• **Source passage**:
While schools are closed, we're creating a series of "Talk of Iowa" episodes that will be fun and educational for learners of all ages. Every Tuesday, we'll learn about Iowa wildlife, and every Thursday, we'll learn about Iowa history.
When the temperatures start to rise in the spring Iowa’s frogs and toads have a lot to say. Wildlife biologist Jim Pease will introduce listeners to the singers in Iowa’s “spring chorus.” We’ll learn why frogs and toads make so much noise and how to identify the calls of different species.
Stephanie Shepherd runs the Frog and Toad Survey for the Iowa Department of Natural Resources. She’ll tell us how volunteer citizen scientists help track the amphibian populations in the state and how you can learn to listen. You can see images and learn more about all of the species discussed on today's program on the Herpnet website.
Vocabulary for this podcast:
Amphibian, noun - any of a class (Amphibia) of cold-blooded vertebrates (such as frogs, toads, or salamanders) intermediate in many characters between fish and reptiles and having gilled aquatic larvae and air-breathing adults.
Tadpole, noun - a frog or toad larva that has a rounded body with a long tail bordered by fins and external gills soon replaced by internal gills and that undergoes a metamorphosis to the adult.
Metamorphosis, noun - (in an insect or amphibian) the process of transformation from an immature form to an adult form in two or more distinct stages.
Vomerine teeth, noun - Small projections in the top of a frog's mouth that function in holding and captured prey.
Conversation questions for this podcast:
- How do frogs and toads survive the winter?
- What’s the difference between a frog and a toad?
- What is your favorite frog song?
- Why is it important to try to keep track of frog and toad populations?
- Amphibians are very sensitive to pollution and other changes in the environment. What can studying them teach us about water quality, climate change and other environmental challenges?
- You can create a frog chorus at home! You need four people. The first person, in a slow deep voice, says, "potatoes, potatoes." That person is the voice of the bullfrog. Next, in a creaky voice someone repeats the phrase, "fried bacon." That's the voice of the leopard frog. The spring peepers have a high, fast call, so the next person should say, "tomatoes, tomatoes" over and over quickly in a high pitched voice. Finally the green frog joins the chorus. Jim Pease says that green frogs have no rhythm and sound like a broken banjo string. At random moments the fourth person should call out, "squash." All the sounds together will sound a little like a chorus of frogs in nature. Have fun!

• **Brief**: Reproduce the passage of the frog and toad podcast page from "Metamorphosis, noun - (in" to "and captured prey.", word for word. Rely on nothing but the frog and toad podcast page.

• **Data shown**:
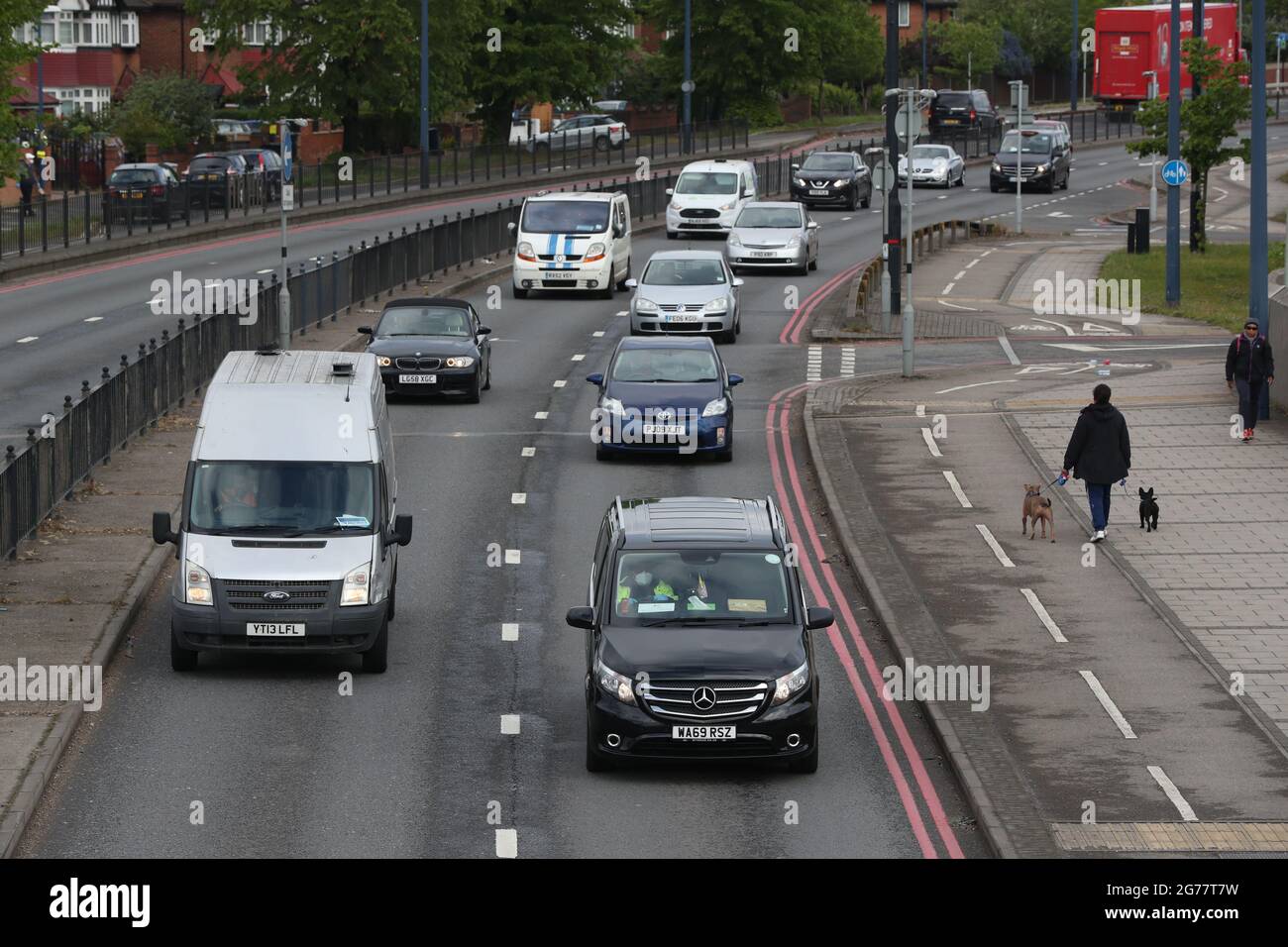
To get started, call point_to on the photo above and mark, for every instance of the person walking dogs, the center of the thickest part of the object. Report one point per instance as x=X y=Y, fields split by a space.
x=1249 y=364
x=1099 y=453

• **Reply**:
Metamorphosis, noun - (in an insect or amphibian) the process of transformation from an immature form to an adult form in two or more distinct stages.
Vomerine teeth, noun - Small projections in the top of a frog's mouth that function in holding and captured prey.